STATED PROBLEM:
Can you render the records as a JSON list of strings, one string per line, starting at the line that has "Spot the grassy" and stopping after the line that has "[[80, 5], [28, 2], [50, 7], [70, 14], [37, 4]]"? Leave out any blank lines.

PROVIDED RECORDS:
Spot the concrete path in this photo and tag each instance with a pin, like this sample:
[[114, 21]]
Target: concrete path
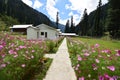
[[61, 68]]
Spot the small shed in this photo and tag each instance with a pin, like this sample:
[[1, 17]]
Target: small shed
[[20, 28], [68, 34], [42, 31]]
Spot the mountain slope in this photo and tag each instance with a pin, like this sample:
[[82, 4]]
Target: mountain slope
[[22, 12], [91, 18]]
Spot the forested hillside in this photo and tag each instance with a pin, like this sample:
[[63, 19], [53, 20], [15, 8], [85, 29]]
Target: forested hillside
[[23, 14], [91, 21]]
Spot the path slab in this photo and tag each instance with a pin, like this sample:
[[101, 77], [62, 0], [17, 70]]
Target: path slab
[[61, 68]]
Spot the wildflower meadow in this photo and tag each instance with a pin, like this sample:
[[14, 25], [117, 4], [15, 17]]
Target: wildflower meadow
[[93, 62], [22, 59]]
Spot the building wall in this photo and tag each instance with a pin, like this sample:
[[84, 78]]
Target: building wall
[[31, 33], [51, 34]]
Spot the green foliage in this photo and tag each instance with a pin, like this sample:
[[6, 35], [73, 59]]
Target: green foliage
[[113, 20], [51, 46], [57, 19], [21, 59], [91, 63], [67, 27], [22, 12], [6, 22], [83, 25]]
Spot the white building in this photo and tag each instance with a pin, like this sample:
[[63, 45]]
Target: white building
[[20, 28], [42, 32]]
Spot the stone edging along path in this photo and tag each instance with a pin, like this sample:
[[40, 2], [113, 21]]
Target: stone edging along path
[[60, 68]]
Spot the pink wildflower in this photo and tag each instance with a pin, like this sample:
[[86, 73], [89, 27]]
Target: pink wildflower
[[112, 68], [1, 47], [11, 51], [78, 65], [33, 50], [86, 54], [23, 65], [76, 68], [22, 47], [15, 56], [118, 53], [32, 57], [79, 58], [101, 77], [81, 78], [97, 45], [17, 49], [27, 52], [3, 55], [97, 61], [106, 76], [2, 65]]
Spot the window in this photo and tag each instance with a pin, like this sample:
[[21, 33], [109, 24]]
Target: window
[[42, 33]]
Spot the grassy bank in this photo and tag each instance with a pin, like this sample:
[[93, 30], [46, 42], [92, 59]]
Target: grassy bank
[[105, 44], [94, 59], [22, 59]]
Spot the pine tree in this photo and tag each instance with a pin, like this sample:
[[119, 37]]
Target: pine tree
[[57, 19], [72, 27], [67, 28], [113, 19], [97, 30], [84, 24]]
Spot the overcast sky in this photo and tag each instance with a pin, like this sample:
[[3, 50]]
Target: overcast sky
[[66, 8]]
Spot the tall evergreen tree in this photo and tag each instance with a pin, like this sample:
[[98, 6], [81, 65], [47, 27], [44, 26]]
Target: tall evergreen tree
[[84, 24], [57, 19], [72, 27], [67, 27], [113, 19], [97, 30]]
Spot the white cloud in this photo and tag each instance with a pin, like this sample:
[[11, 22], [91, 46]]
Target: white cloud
[[80, 5], [28, 2], [50, 7], [70, 14], [37, 4]]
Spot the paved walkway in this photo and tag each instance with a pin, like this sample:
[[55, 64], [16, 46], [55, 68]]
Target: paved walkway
[[60, 68]]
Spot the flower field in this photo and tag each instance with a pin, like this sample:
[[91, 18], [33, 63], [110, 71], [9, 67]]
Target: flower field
[[93, 62], [21, 59]]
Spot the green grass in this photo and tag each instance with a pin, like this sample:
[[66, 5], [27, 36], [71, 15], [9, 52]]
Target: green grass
[[111, 44], [86, 66], [41, 74]]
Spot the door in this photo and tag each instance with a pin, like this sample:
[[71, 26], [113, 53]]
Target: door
[[45, 34]]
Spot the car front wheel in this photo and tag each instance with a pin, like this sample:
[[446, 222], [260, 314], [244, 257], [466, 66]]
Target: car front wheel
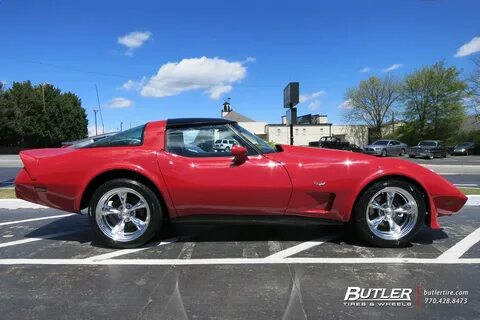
[[389, 213], [124, 213]]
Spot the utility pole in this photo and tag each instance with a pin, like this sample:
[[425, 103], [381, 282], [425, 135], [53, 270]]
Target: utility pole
[[393, 122], [43, 97], [100, 109], [95, 112]]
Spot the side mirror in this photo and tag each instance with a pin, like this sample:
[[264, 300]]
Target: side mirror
[[239, 153]]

THE RESULT:
[
  "Spot the grassy bank in this photo and tag each instance with a pin, like this sample:",
  "[[93, 30], [46, 42], [92, 59]]",
  "Target: grassy bank",
  "[[105, 44], [94, 59], [22, 59]]",
  "Spot the pine tree in this photo and tag each instance with a pin, like this sample:",
  "[[119, 37]]",
  "Target: pine tree",
  "[[57, 19], [72, 27], [67, 28], [113, 19], [97, 30], [84, 24]]",
  "Spot the overcast sky in this photo and tag each instance with a pin, like this sample:",
  "[[3, 50]]",
  "Target: overcast sky",
  "[[66, 8]]",
  "Spot the tall evergreen tree in this photo and tag each instance with a pin, like this sample:",
  "[[98, 6], [81, 65], [47, 27], [44, 26]]",
  "Target: tall evergreen tree",
  "[[84, 24], [57, 19], [72, 27], [67, 27], [113, 19], [97, 30]]",
  "Spot the white cloud in this photo and tag each instance with a pin, like this sample:",
  "[[11, 22], [91, 46]]",
  "Target: white cloud",
  "[[80, 5], [28, 2], [50, 7], [70, 14], [37, 4]]"
]